* _ПРЕДОСТАВЛЕННЫЙ ОТРЫВОК_
3) Я не верю ничему религиозному. Ни
бессмертию, ни Евангелию. Если бы я был твердо убежден и
несомненно верил, что за гробом есть жизнь вечная с
возмездием за дела земные, то я беспрестанно размышлял бы об
этом; самая мысль о бессмертии ужасала бы меня, и я
провождал бы жизнь сию как пришлец, готовящийся вступить в
свое отечество. Напротив, я и не думаю о вечности и конец
настоящей жизни почитаю как бы пределом моего существования.
Тайная мысль гнездится во мне: кто знает, что будет по
смерти? Если и говорю, что верю бессмертию, то это говорю
только по разуму, а сердце мое далече отстоит от твердого
убеждения в оном, что открыто свидетельствуют поступки мои и
постоянная забота о благоустройстве чувственной жизни. Когда
бы святое Евангелие, как слово Божие, было с верою принято в
мое сердце, я бы беспрестанно занимался оным, изучал бы его,
наслаждался бы им и с глубоким благоговением даже взирал бы
на него. Премудрость, благость и любовь, в нем сокрытые,
приводили бы меня в восхищение, я наслаждался бы поучением в
Законе Божием день и ночь, питался бы им, как повседневною
пищею, и сердечно влекся бы к исполнению его правил. Ничто
земное не сильно было бы отклонить меня от оного. Напротив,
если я изредка и читаю или слушаю слово Божие, то и то или
по необходимости, или по любознательности и при сем не входя
в глубочайшее внимание, чувствую сухость, незанимательность
и, как бы обыкновенное чтение, оставляю без всякого плода и
охотно готов заменить его чтением светским, в коем нахожу
более удовольствия, более новых занимательных предметов.

Сохранённые записи данных:
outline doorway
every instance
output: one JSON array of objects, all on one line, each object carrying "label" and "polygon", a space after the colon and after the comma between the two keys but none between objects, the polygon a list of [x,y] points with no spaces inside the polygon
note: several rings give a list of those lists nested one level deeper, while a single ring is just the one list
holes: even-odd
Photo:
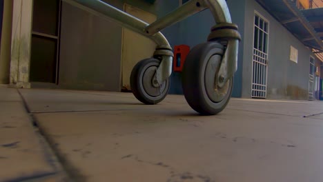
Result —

* _ЧТО НУЖНО СДЕЛАТЬ_
[A] Какое чтение в отрывке о вере названо охотной заменой чтению слова Божия?
[B] Продолжите отрывок о вере, начав сразу после его последнего предложения.
Строки выше — отдельный материал, с отрывком о вере не связанный.

* _ОТВЕТЫ ПО ЗАДАНИЯМ_
[A] Светское чтение, в котором больше удовольствия и больше новых занимательных предметов.

[B]
4) Я преисполнен гордости и
чувственного себялюбия. Все поступки мои сие подтверждают:
видя в себе доброе, желаю поставить его на вид, или
превозношусь им пред другими, или внутренне любуюсь собой;
хотя и показываю наружное смирение, но приписываю все своим
силам и почитаю себя превосходнейшим других или, по крайней
мере, не худшим; если замечу в себе порок, стараюсь извинить
его, покрыть личиною необходимости или невинности; сержусь
на неуважающих меня, почитая их неумеющими ценить людей;
дарованиями тщеславлюсь, неудачи в предприятиях почитаю для
себя оскорбительными, ропщу и радуюсь несчастью врагов моих;
если и стремлюсь к чему-либо доброму, то имею целью или
похвалу, или своекорыстие духовное, или светское утешение.
Словом, - я непрестанно творю из себя собственного кумира,
которому совершаю непрерывное служение, ища во всем
услаждений чувственных и пищи для сластолюбивых моих страстей я похотений.
Из сего перечисленного я вижу себя
гордым, любодейным, неверующим, нелюбящим Бога и ненавидящим
ближнего. Какое состояние может быть греховнее? Состояние
духов тьмы лучше моего положения: они хотя не любят Бога,
ненавидят человека, живут и питаются гордостью, но по
крайней мере веруют, трепещут от веры. А я? Может ли быть
участь бедственнее той, которая предстоит мне? И за что
строже и наказательнее будет определение суда, как не за
таковую невнимательность и безрассудную жизнь, которую я
сознаю в себе!"...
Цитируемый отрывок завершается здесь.